━━━━━ Ausgangstext

Was sich 2014 rund um die Errichtung von Seilbahn- und Schipistenanlagen beispielweise in Österreich im Ruhegebiet „Kalkkögel“ (Tirol), in den Naturschutzgebieten „Kleinfragant“ und „Wurten-West“ (beide Kärnten) und „Warscheneck-Nord“ (Oberösterreich) abgespielt hat, besitzt eine neue Qualität der Auseinandersetzung um Schutzgebiete in noch nie da gewesener Intensität und Dichte.

Die großen Medienblätter (Die Zeit, Neue Zürcher Zeitung, Süddeutsche Zeitung und kritische Sender) beobachten im alpinen Tourismus haarscharf und stellen einerseits eine gewisse Tourismusmüdigkeit fest und berichten andererseits über die weitere völlig paradoxe Aufrüstung der Seilbahn- und Pistenindustrie. Wie in der Vergangenheit, so setzen die Touristiker auch heute noch immer auf die räumliche Ausweitung des bereits bestehenden gigantischen Infrastrukturnetzes.

Jetzt sollen bisher für unantastbar gegoltene Schutzgebiete dran glauben müssen. In Tirol tobt im Vorfeld der Wirtschaftskammerwahlen Ende Februar 2015 ein wilder Kampf um die Errichtung einer Seilbahninfrastruktur in und über das Ruhegebiet „Kalkkögel“.

━━━━━━━━━━
━━━━━ Angezeigte Informationen

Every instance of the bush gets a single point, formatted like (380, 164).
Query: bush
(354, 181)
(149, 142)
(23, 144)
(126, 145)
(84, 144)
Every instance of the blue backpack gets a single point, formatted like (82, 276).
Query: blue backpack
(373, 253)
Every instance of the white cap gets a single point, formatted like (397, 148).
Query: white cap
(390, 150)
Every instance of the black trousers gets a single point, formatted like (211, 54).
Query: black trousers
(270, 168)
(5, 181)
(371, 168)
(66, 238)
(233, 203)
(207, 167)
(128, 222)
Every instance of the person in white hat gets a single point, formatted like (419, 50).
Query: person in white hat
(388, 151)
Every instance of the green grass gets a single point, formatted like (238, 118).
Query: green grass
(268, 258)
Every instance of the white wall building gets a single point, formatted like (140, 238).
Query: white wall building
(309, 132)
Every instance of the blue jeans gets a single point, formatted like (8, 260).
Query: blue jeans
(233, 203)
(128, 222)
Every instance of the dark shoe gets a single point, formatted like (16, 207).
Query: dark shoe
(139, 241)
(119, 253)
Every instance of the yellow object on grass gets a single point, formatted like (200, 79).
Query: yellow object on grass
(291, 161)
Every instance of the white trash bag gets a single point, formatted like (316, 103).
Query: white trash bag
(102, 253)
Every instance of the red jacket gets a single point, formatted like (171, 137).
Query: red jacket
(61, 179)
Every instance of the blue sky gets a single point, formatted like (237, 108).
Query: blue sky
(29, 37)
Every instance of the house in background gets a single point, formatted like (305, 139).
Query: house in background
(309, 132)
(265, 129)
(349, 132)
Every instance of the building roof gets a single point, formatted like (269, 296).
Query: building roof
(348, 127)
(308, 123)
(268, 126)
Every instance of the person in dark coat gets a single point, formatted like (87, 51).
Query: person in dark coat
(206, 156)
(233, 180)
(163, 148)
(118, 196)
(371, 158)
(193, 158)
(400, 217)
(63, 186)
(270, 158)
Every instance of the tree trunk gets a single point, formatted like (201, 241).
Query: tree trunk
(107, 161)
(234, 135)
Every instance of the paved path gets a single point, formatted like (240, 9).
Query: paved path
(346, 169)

━━━━━━━━━━

- _Aufgabenstellung_
Nimm den Text über den Streit um Seilbahnen in österreichischen Schutzgebieten nach seinem letzten Satz wieder auf und schreibe ihn weiter.

- _Erwartete Ausgabe_
Ruhegebiete sind wie zum Beispiel die Kronjuwelen des schweizerischen Bundesinventars der Landschaften von nationaler Bedeutung (BLN) und des Bayerischen Alpenplans (Rote Zone C) jeweils besondere Schutztypen mit ganz bestimmten regionalen Spezifika. Vornehmlich ihnen gebührt auch der dauerhafte Schutz als identitätswahrende Anker für unsere Heimat!

Literatursammlung_Alpine Ruhegebiete/-zonen

Darauf können wir heute zurückgreifen und aufbauen:

In den 1960-iger und 1970-iger Jahren entstanden in einigen mitteleuropäischen Alpenregionen schon sehr bald nach den ersten großen Erschließungen und dem Bekanntwerden weiterer Großprojekte jeweils unabhängig voneinander und dem Landesrecht entsprechend neue, sehr visionäre in die Zukunft reichende und den alpinen Raum schützende Planungsinstrumente:

Bundesinventar der Landschaften von nationaler Bedeutung der Schweiz (BLN)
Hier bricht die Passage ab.